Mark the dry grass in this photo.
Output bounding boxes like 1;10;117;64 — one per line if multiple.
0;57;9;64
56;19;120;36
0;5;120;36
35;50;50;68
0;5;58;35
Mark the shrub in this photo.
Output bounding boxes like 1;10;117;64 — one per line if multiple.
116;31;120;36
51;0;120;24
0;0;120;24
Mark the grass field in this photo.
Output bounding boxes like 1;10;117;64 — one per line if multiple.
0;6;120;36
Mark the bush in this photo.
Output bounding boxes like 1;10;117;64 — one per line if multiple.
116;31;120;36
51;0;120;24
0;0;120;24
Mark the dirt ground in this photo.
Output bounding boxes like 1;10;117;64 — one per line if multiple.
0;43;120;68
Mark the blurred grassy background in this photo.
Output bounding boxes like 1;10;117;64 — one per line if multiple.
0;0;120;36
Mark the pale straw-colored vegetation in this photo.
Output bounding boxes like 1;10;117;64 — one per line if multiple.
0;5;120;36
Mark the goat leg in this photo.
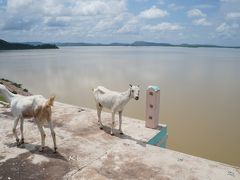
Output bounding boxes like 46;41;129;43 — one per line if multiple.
111;112;115;135
97;103;103;129
48;120;57;153
119;111;124;135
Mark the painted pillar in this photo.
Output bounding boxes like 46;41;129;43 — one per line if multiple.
145;85;160;129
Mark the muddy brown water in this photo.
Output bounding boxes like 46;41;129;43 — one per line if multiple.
0;46;240;166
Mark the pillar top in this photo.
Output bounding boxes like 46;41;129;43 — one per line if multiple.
147;85;160;92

━━━━━━━━━━━━━━━━━━━━

= TASK STATEMENT =
From the entries above, write out every line without a single change, skipping the images.

= OUTPUT OF THE EXERCISE =
Mark the dry grass in this photo.
Output bounding boxes like 1;10;117;64 — one per line if multiple.
0;57;9;64
56;19;120;36
0;5;120;36
35;50;50;68
0;5;58;35
Mark the shrub in this photo.
Output bounding boxes like 1;10;117;64 — one per line if multiple.
116;31;120;36
51;0;120;24
0;0;120;24
Mark the grass field in this photo.
Output bounding boxes like 1;10;117;64 — one per line if multiple.
0;6;120;36
Mark the bush in this photo.
Output bounding boxes like 1;10;117;64 — one per line if multiple.
116;31;120;36
51;0;120;24
0;0;120;24
Mark the dirt ground in this photo.
Output bounding boxes like 1;10;117;64 — one per line if multiple.
0;43;120;68
Mark the blurred grassy background in this photo.
Output bounding boxes like 1;10;117;64 — one per line if multiple.
0;0;120;36
Mark the pale straw-colored vegetation in this photo.
Output bounding boxes like 1;10;117;64 — one per line if multiple.
0;5;120;36
Mark the goat leg in this photo.
Output bounding boxes like 46;41;129;43 — one per line if multiple.
111;112;115;135
97;103;103;129
48;120;57;153
119;111;124;135
Mark the painted pillar in this photo.
Output bounding boxes like 46;41;129;43 — one per line if multiple.
145;85;160;129
Mark the muddy brown water in this photo.
Output bounding boxes like 46;41;129;43 — one per line if multiple.
0;46;240;166
Mark the pillar top in this photo.
Output bounding boxes like 46;41;129;43 — one per line if multiple.
147;85;160;92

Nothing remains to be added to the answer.